▶ [Records provided]:
————————
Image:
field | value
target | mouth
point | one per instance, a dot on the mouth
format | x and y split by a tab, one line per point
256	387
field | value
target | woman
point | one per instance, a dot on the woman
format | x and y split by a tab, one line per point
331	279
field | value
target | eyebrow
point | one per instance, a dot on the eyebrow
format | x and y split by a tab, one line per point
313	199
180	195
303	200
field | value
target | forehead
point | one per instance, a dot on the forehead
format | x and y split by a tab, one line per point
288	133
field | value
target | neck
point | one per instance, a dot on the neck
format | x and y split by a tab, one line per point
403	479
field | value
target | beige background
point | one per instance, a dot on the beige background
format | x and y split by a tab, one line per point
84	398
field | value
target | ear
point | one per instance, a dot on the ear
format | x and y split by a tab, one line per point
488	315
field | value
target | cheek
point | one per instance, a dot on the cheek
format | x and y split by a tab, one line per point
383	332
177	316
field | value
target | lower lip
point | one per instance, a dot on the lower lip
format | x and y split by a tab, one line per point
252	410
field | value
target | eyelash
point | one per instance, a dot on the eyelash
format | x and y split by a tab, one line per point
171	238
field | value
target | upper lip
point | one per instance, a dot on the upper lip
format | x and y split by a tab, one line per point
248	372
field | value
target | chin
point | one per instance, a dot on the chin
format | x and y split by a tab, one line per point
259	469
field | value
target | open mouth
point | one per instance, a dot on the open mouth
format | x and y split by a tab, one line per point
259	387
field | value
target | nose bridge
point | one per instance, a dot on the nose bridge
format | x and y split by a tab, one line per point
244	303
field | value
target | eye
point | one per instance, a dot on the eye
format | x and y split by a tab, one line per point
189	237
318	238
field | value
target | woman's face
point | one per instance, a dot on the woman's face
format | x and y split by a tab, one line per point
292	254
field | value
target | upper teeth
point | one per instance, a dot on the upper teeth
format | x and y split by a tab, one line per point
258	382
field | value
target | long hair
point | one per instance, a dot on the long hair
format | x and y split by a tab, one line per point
————————
▶ [Task item]: Collect each line of the entries that has the word "eyelash", copying it in full.

▶ [Answer space]:
target | eyelash
point | one per instance, a dot on the eyelash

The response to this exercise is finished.